[ANGEZEIGTER TEXT]
----

Politik

Ethnische Säuberungen im Sudan In Darfur gibt es Anzeichen für einen weiteren Völkermord

00:00
Diese Audioversion wurde künstlich generiert. Mehr Infos
Viele Sudanesen sind in das Nachbarland Tschad geflohen - hier ein Flüchtlingslager nahe der Grenze zum Sudan.

Viele Sudanesen sind in das Nachbarland Tschad geflohen - hier ein Flüchtlingslager nahe der Grenze zum Sudan.

(Foto: picture alliance / AA)

In Sudans Hauptstadt Khartum wechseln sich Waffenruhen und schwere Kämpfe ab. Weniger im Fokus steht die sudanesische Region Darfur. Dort befürchten die Vereinten Nationen, dass ethnische Säuberungen begonnen haben.

Die Vereinten Nationen warnen vor einem drohenden Völkermord in der Region Darfur, im Westen des großen Landes. "Es zeichnet sich ein Muster groß angelegter gezielter Angriffe gegen Zivilisten aufgrund ihrer ethnischen Identität ab", erklärte der Chef der UN-Friedensmission im Sudan (UNITAMIS), Volker Perthes.

Die Übergriffe in Darfur werden nach UN-Angaben von arabischen Milizen und bewaffneten Männern in der Uniform der Rapid Support Force (RSF) begangen - jener Miliz, die auch in anderen Landesteilen seit April gegen die Armee kämpft. Die Berichte aus Darfur seien, so Perthes, "zutiefst besorgniserregend und könnten, wenn sie bestätigt werden, Verbrechen gegen die Menschlichkeit darstellen."

"Die Teufel auf Pferden"

----

[AUSZÜGE AUS DATENSATZ]
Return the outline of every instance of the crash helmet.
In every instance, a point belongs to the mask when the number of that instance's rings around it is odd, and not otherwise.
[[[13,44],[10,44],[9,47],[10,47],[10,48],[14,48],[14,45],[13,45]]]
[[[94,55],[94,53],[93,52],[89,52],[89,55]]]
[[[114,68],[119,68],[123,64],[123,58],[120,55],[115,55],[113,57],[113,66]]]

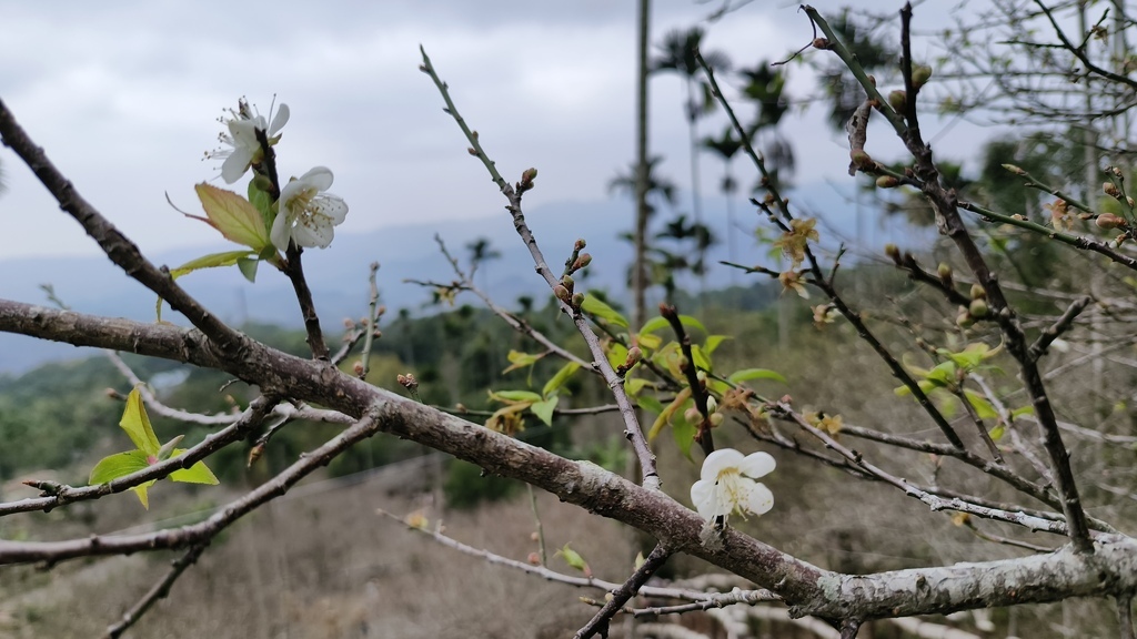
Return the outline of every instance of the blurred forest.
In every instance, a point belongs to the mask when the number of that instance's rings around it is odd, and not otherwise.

----

[AUFGABE]
Beantworte anhand des Textes über Darfur diese Fragen:
1. In welches Nachbarland sind viele Sudanesen geflohen?
2. Wer ist der Chef der UN-Friedensmission im Sudan?
3. Seit wann kämpft die Rapid Support Force in anderen Landesteilen gegen die Armee?
Die Daten spielen hierfür keine Rolle.

[LÖSUNG DER AUFGABE]
1. Viele Sudanesen sind in das Nachbarland Tschad geflohen.
2. Der Chef der UN-Friedensmission im Sudan ist Volker Perthes.
3. Die Rapid Support Force kämpft seit April gegen die Armee.